### What is needed
Nothing but the exact text of the entries should appear in your answer; pictures stay out.

=== Data to examine ===

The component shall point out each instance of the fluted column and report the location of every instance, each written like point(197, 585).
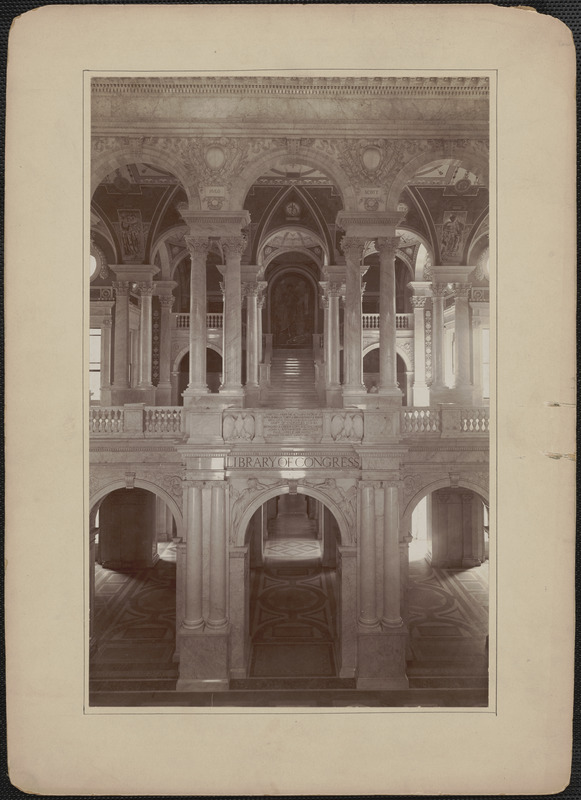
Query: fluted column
point(462, 378)
point(367, 557)
point(391, 558)
point(233, 247)
point(352, 347)
point(439, 291)
point(217, 605)
point(122, 341)
point(198, 247)
point(387, 318)
point(193, 618)
point(145, 335)
point(106, 323)
point(164, 386)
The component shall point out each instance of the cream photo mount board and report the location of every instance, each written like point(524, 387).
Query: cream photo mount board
point(523, 745)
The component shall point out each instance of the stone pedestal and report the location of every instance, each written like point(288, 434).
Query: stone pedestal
point(381, 660)
point(203, 661)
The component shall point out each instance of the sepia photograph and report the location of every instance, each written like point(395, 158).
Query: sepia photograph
point(289, 382)
point(290, 400)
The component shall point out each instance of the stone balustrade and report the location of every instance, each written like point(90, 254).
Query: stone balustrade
point(213, 320)
point(284, 426)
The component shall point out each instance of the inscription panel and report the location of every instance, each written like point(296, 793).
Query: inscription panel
point(294, 461)
point(301, 423)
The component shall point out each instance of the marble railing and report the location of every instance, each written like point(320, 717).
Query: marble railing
point(402, 321)
point(136, 419)
point(326, 425)
point(182, 321)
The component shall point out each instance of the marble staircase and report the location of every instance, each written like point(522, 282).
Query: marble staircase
point(292, 380)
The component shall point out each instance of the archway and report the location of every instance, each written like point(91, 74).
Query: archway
point(294, 596)
point(133, 593)
point(447, 589)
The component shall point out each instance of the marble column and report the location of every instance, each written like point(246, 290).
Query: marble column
point(122, 340)
point(387, 318)
point(193, 618)
point(421, 395)
point(166, 301)
point(106, 323)
point(439, 292)
point(462, 378)
point(145, 335)
point(217, 618)
point(352, 348)
point(367, 557)
point(252, 290)
point(233, 247)
point(198, 247)
point(391, 558)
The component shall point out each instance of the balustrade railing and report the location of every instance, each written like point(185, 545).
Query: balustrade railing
point(213, 320)
point(370, 322)
point(263, 424)
point(106, 419)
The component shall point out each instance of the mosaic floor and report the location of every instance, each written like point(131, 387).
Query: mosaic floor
point(135, 625)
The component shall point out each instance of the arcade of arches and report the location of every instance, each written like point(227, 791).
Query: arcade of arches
point(289, 376)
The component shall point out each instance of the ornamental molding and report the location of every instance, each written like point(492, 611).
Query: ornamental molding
point(440, 87)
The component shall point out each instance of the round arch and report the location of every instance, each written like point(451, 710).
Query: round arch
point(399, 351)
point(139, 483)
point(240, 540)
point(471, 161)
point(109, 160)
point(243, 182)
point(186, 349)
point(442, 483)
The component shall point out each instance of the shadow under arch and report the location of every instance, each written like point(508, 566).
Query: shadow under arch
point(243, 183)
point(399, 351)
point(96, 499)
point(469, 160)
point(442, 483)
point(102, 164)
point(241, 527)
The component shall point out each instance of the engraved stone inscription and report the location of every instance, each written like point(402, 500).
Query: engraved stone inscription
point(301, 423)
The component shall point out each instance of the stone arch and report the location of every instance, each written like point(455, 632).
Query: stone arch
point(243, 182)
point(139, 483)
point(186, 349)
point(399, 351)
point(239, 534)
point(472, 161)
point(440, 483)
point(108, 160)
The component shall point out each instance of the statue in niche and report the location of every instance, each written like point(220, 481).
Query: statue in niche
point(452, 235)
point(291, 312)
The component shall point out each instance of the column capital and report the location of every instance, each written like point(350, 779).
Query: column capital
point(233, 245)
point(145, 288)
point(387, 245)
point(353, 247)
point(418, 301)
point(197, 245)
point(166, 301)
point(440, 289)
point(460, 289)
point(121, 288)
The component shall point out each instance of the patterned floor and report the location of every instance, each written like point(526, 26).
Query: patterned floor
point(134, 623)
point(448, 624)
point(292, 600)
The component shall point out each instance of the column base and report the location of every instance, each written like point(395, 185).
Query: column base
point(203, 661)
point(381, 659)
point(334, 396)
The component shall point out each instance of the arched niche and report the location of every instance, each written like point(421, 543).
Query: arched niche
point(240, 533)
point(441, 483)
point(139, 483)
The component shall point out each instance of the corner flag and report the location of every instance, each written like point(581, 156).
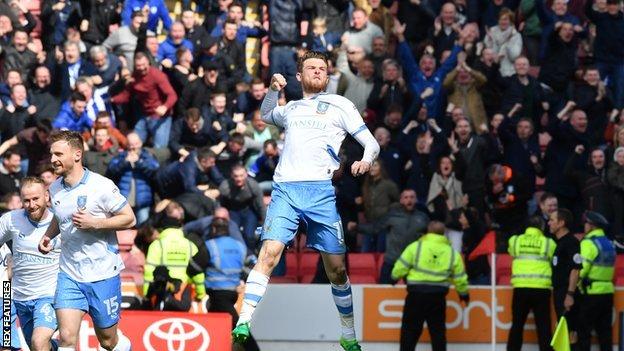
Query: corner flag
point(561, 339)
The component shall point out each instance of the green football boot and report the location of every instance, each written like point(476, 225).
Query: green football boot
point(241, 333)
point(350, 345)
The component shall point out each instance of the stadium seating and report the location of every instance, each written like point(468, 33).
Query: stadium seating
point(362, 264)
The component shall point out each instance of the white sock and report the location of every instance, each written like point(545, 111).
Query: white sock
point(344, 303)
point(254, 291)
point(123, 344)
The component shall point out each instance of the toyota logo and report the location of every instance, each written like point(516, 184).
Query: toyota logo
point(179, 330)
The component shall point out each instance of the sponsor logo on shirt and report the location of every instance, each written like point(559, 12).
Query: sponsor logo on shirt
point(322, 107)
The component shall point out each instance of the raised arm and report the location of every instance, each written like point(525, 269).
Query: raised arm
point(45, 244)
point(269, 110)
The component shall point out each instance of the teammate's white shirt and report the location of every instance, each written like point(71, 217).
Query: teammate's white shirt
point(5, 254)
point(87, 255)
point(34, 274)
point(315, 129)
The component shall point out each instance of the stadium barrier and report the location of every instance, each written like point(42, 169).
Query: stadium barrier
point(300, 312)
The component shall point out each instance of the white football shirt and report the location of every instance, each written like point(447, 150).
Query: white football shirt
point(87, 255)
point(34, 274)
point(315, 129)
point(5, 254)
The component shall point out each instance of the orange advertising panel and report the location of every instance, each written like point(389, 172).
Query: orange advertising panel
point(167, 331)
point(383, 308)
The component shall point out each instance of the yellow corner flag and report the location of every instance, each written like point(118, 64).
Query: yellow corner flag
point(561, 339)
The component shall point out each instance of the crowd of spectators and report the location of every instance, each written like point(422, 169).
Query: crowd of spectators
point(486, 111)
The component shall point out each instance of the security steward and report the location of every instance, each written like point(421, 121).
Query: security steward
point(566, 266)
point(223, 273)
point(596, 305)
point(531, 276)
point(170, 259)
point(429, 265)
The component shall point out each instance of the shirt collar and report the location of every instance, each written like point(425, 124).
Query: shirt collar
point(83, 180)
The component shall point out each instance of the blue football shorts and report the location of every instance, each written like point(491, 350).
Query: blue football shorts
point(101, 299)
point(37, 313)
point(312, 203)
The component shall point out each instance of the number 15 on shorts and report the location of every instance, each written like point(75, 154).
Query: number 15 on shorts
point(112, 306)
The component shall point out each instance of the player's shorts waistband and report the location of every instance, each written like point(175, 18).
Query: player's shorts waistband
point(306, 183)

===

### Answer to this exercise
The component shall point out each instance of the fluted column and report the location of every instance, each written like point(197, 585).
Query: fluted column
point(462, 378)
point(367, 557)
point(391, 558)
point(233, 247)
point(352, 347)
point(439, 291)
point(217, 605)
point(122, 341)
point(198, 247)
point(387, 318)
point(193, 618)
point(145, 335)
point(106, 323)
point(164, 386)
The component shall point out each instance of the cream photo mount board and report the location of every instance, each written like point(524, 387).
Query: cream photo mount board
point(523, 745)
The component shall point out each instance of the stone pedestal and report the location of every instance, each written like point(288, 434).
Query: stone pedestal
point(381, 660)
point(203, 661)
The component shall point out each instance of the sepia photograph and report the location of every instance, each written like point(395, 158).
Query: sepia photograph
point(289, 382)
point(290, 400)
The component shall point out each instance of the stone balustrade and report the location of every instance, each written like point(90, 254).
Query: stone balustrade
point(213, 320)
point(284, 426)
The component shall point out each instance of the inscription panel and report the location of every instance, each written like point(296, 793).
Query: inscription panel
point(294, 461)
point(301, 423)
The component shall point out each instance of the marble railing and report the location of every instance, each written like point(320, 717).
Query: marble railing
point(402, 321)
point(136, 419)
point(326, 425)
point(182, 321)
The component shall point out each instance of the marble staircase and report the location of every instance, each written like point(522, 282).
Query: marble staircase
point(292, 380)
The component shall point out each instance of the archway and report the location of every instance, each written like point(91, 74).
Query: archway
point(294, 596)
point(133, 593)
point(447, 589)
The component shall point out each instance of the marble column and report the location of every instance, each written like point(246, 290).
Query: marble column
point(122, 340)
point(387, 318)
point(193, 618)
point(421, 395)
point(166, 301)
point(106, 323)
point(439, 292)
point(462, 378)
point(145, 335)
point(217, 618)
point(352, 348)
point(367, 557)
point(252, 290)
point(233, 247)
point(198, 247)
point(391, 558)
The component shall point out each instance of the balustrade railing and report the location of every instance, each written like point(185, 545).
Query: balustrade railing
point(213, 320)
point(370, 322)
point(263, 424)
point(106, 419)
The component shall point out each instance of the mosaic floor and report the location of every instance, each written like point(131, 387).
Query: mosaic floor
point(135, 625)
The component shall point out each instance of the arcade of arches and report the location of every instance, each written like point(227, 791).
Query: arcade of arches
point(289, 376)
The component shall point out each instance of the ornamental molding and report the location of every instance, each written like point(492, 611).
Query: ornamental molding
point(440, 87)
The component shall point out each instance of the round arch and report the location of every instance, each written like point(451, 710).
Query: round arch
point(399, 351)
point(139, 483)
point(240, 540)
point(471, 161)
point(109, 160)
point(243, 182)
point(186, 349)
point(442, 483)
The component shall point out each instance of the shadow under arch and report the location of every instance, each written like point(508, 566).
Query: shadow under arch
point(243, 183)
point(399, 351)
point(96, 499)
point(469, 160)
point(442, 483)
point(102, 164)
point(241, 527)
The component shall point out each instance of the engraved stone inscription and report the location of every instance, each written like point(402, 500).
Query: engraved stone inscription
point(301, 423)
The component shall point out each instance of the stone arch and report the location of every instance, each written like point(455, 632).
Query: stone arch
point(243, 182)
point(139, 483)
point(186, 349)
point(399, 351)
point(239, 534)
point(472, 161)
point(440, 483)
point(108, 160)
The component shall point out each instance of the statue in niche and report the location of every instance, each written like point(220, 481).
Query: statue in niche
point(452, 235)
point(291, 312)
The component shall point out each instance of the column capital and report the location of every instance, each written like point(350, 779).
Query: column capital
point(233, 245)
point(145, 288)
point(387, 245)
point(353, 247)
point(418, 301)
point(197, 245)
point(166, 301)
point(440, 289)
point(460, 289)
point(121, 288)
The component shall point out each instance of the patterned floor and report the location of every instance, each written like point(526, 26).
Query: patterned floor
point(134, 623)
point(448, 624)
point(292, 600)
The component shall point out each instance of the column base and report the location of every instance, each written like point(395, 185).
Query: column base
point(203, 661)
point(381, 659)
point(334, 396)
The component shall point out each instance of the arched niche and report the location of every instance, each written like point(421, 543).
Query: arched niche
point(240, 533)
point(441, 483)
point(139, 483)
The component shall point out each instance of the corner flag and report the location of every instance, each written like point(581, 156).
Query: corner flag
point(561, 339)
The component shall point out each instance of the green football boot and report the location of every instance, each written like point(476, 225).
Query: green football boot
point(241, 333)
point(350, 345)
The component shall point out each instance of the stadium seating and report the location of every instance, each written like point(468, 33).
Query: stadium seating
point(362, 264)
The component shall point out each instance of the white sock and report the location of every instance, each written like point(545, 111).
Query: white sock
point(344, 303)
point(254, 291)
point(123, 344)
The component shall point out each instance of the toyota logo and report the location of every instance, each written like point(516, 184).
Query: toyota logo
point(179, 330)
The component shall point out each instance of the sponsor logo on shirt and report the location of every instance, each written like point(559, 12).
Query: sponsor logo on shirt
point(322, 107)
The component shall point out each instance of the raised arm and report the location of every instance, each written like point(525, 269).
Query: raised arm
point(45, 244)
point(269, 110)
The component shall point out each instance of the teammate's white shirt and report the location of every instance, each written like point(71, 217).
Query: teammate's white shirt
point(5, 254)
point(87, 255)
point(34, 274)
point(315, 129)
The component shall point out each instance of the stadium barrier and report the location of every instance, each written like point(42, 169).
Query: stadium barrier
point(300, 312)
The component shall point out each instance of the white football shirt and report the location of every instance, each written like point(447, 150).
Query: white football shirt
point(87, 255)
point(34, 274)
point(315, 129)
point(5, 254)
The component shall point out each instance of the orange advertising panel and report the location of every instance, each written like point(389, 172).
Query: orange advertising panel
point(167, 331)
point(383, 308)
The component shall point out each instance of the yellow corner flag and report the location of every instance, each written like point(118, 64).
Query: yellow corner flag
point(561, 339)
The component shall point out each instance of the crowd of spectators and report the location of every instance, each written like point(422, 169).
Query: crowd of spectators
point(486, 111)
The component shall point out each instance of the security steward and report the location of every instance, each written like point(421, 121).
Query: security steward
point(566, 266)
point(223, 273)
point(596, 305)
point(531, 276)
point(170, 259)
point(429, 265)
The component shall point out each instance of the shirt collar and report the location of every instance, each written like point(425, 124).
Query: shirt collar
point(83, 180)
The component shall point out each instance of the blue football shorts and report the location of every instance, each written like point(491, 350).
Query: blue football shorts
point(101, 299)
point(37, 313)
point(312, 203)
The component shall point out each instance of the number 15 on shorts and report the location of every instance, each written like point(75, 154).
Query: number 15 on shorts
point(112, 306)
The component shall point out each instance of the player's shorts waistband and report the location of every instance, each written like point(175, 18).
Query: player's shorts waistband
point(306, 183)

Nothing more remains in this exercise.